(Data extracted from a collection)
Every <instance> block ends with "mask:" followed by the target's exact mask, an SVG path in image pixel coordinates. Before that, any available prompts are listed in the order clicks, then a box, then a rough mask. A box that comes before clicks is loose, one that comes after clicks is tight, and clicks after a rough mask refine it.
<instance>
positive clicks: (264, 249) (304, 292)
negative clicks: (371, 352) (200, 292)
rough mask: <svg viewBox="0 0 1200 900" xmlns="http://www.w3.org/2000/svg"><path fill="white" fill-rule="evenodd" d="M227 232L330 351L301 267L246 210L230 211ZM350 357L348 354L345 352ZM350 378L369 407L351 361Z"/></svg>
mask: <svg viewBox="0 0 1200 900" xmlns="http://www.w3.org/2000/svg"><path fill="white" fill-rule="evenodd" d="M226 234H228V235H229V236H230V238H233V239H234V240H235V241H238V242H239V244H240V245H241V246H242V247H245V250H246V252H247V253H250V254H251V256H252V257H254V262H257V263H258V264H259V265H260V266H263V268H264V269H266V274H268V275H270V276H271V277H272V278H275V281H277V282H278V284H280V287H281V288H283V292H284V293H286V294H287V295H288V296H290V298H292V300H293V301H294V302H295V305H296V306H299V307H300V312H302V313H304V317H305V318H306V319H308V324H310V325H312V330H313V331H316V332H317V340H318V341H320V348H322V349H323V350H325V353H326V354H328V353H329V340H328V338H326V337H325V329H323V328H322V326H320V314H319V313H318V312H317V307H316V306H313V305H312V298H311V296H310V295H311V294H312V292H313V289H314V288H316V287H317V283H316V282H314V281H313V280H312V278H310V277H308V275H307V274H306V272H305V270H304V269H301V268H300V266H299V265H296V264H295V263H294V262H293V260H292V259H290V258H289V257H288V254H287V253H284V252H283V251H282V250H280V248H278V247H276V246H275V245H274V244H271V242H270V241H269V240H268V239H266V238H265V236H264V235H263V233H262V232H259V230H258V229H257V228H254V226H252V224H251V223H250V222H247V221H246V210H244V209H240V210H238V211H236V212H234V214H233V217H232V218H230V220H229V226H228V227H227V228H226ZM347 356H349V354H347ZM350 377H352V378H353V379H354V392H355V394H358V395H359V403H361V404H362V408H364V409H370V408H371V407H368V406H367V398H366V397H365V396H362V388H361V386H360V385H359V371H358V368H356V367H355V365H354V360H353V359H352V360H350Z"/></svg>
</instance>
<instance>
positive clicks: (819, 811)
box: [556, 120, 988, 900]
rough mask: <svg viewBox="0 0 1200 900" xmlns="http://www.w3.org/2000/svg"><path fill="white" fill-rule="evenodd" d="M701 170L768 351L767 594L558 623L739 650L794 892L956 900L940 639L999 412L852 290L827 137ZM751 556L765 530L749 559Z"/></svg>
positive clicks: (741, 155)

• Exercise details: Could you type out every entry again exactly as it stands?

• Result of this exercise:
Every <instance> block ends with "mask:" followed by the target's exact mask, an SVG path in image pixel coordinates. Before that, any available prompts are listed in the order clicks, then a box, then a rough mask. A box that comes before clicks is loose, one that comes after clicks is tight, and clicks after a rough mask refine it.
<instance>
positive clicks: (264, 249) (304, 292)
negative clicks: (371, 352) (200, 292)
rough mask: <svg viewBox="0 0 1200 900" xmlns="http://www.w3.org/2000/svg"><path fill="white" fill-rule="evenodd" d="M227 232L330 351L301 267L246 210L230 211ZM350 357L348 354L345 352ZM350 378L369 407L351 361Z"/></svg>
mask: <svg viewBox="0 0 1200 900" xmlns="http://www.w3.org/2000/svg"><path fill="white" fill-rule="evenodd" d="M226 234H228V235H229V236H230V238H233V239H234V240H235V241H238V242H239V244H240V245H241V246H242V247H245V250H246V252H247V253H250V254H251V256H252V257H254V262H257V263H258V264H259V265H260V266H263V268H264V269H266V274H268V275H270V276H271V277H272V278H275V281H277V282H278V284H280V287H281V288H283V292H284V293H286V294H287V295H288V296H290V298H292V300H293V301H294V302H295V305H296V306H299V307H300V312H302V313H304V317H305V318H306V319H308V324H310V325H312V330H313V331H316V332H317V340H318V341H320V348H322V349H323V350H325V353H326V354H328V353H329V340H328V338H326V337H325V329H323V328H322V326H320V314H319V313H318V312H317V307H316V306H313V305H312V298H311V296H310V295H311V294H312V292H313V289H314V288H316V287H317V283H316V282H314V281H313V280H312V278H310V277H308V275H307V274H306V272H305V270H304V269H301V268H300V266H299V265H296V264H295V263H294V262H293V260H292V259H290V258H289V257H288V254H287V253H284V252H283V251H282V250H280V248H278V247H276V246H275V245H274V244H271V242H270V241H269V240H268V239H266V238H265V236H264V235H263V233H262V232H259V230H258V229H257V228H254V226H252V224H251V223H250V222H247V221H246V210H244V209H240V210H238V211H236V212H234V214H233V217H232V218H230V220H229V226H228V227H227V228H226ZM347 356H349V354H347ZM350 377H352V378H353V379H354V392H355V394H358V395H359V403H361V404H362V408H364V409H370V408H371V407H368V406H367V398H366V397H365V396H362V388H361V386H360V385H359V371H358V368H356V367H355V365H354V360H353V359H352V360H350Z"/></svg>
</instance>
<instance>
positive clicks: (819, 811)
box: [556, 120, 988, 900]
rough mask: <svg viewBox="0 0 1200 900" xmlns="http://www.w3.org/2000/svg"><path fill="white" fill-rule="evenodd" d="M701 170L768 351L767 594L558 623L739 650L794 892L956 900L940 639L999 412L852 290L827 137ZM751 556L765 530L749 559Z"/></svg>
positive clicks: (741, 155)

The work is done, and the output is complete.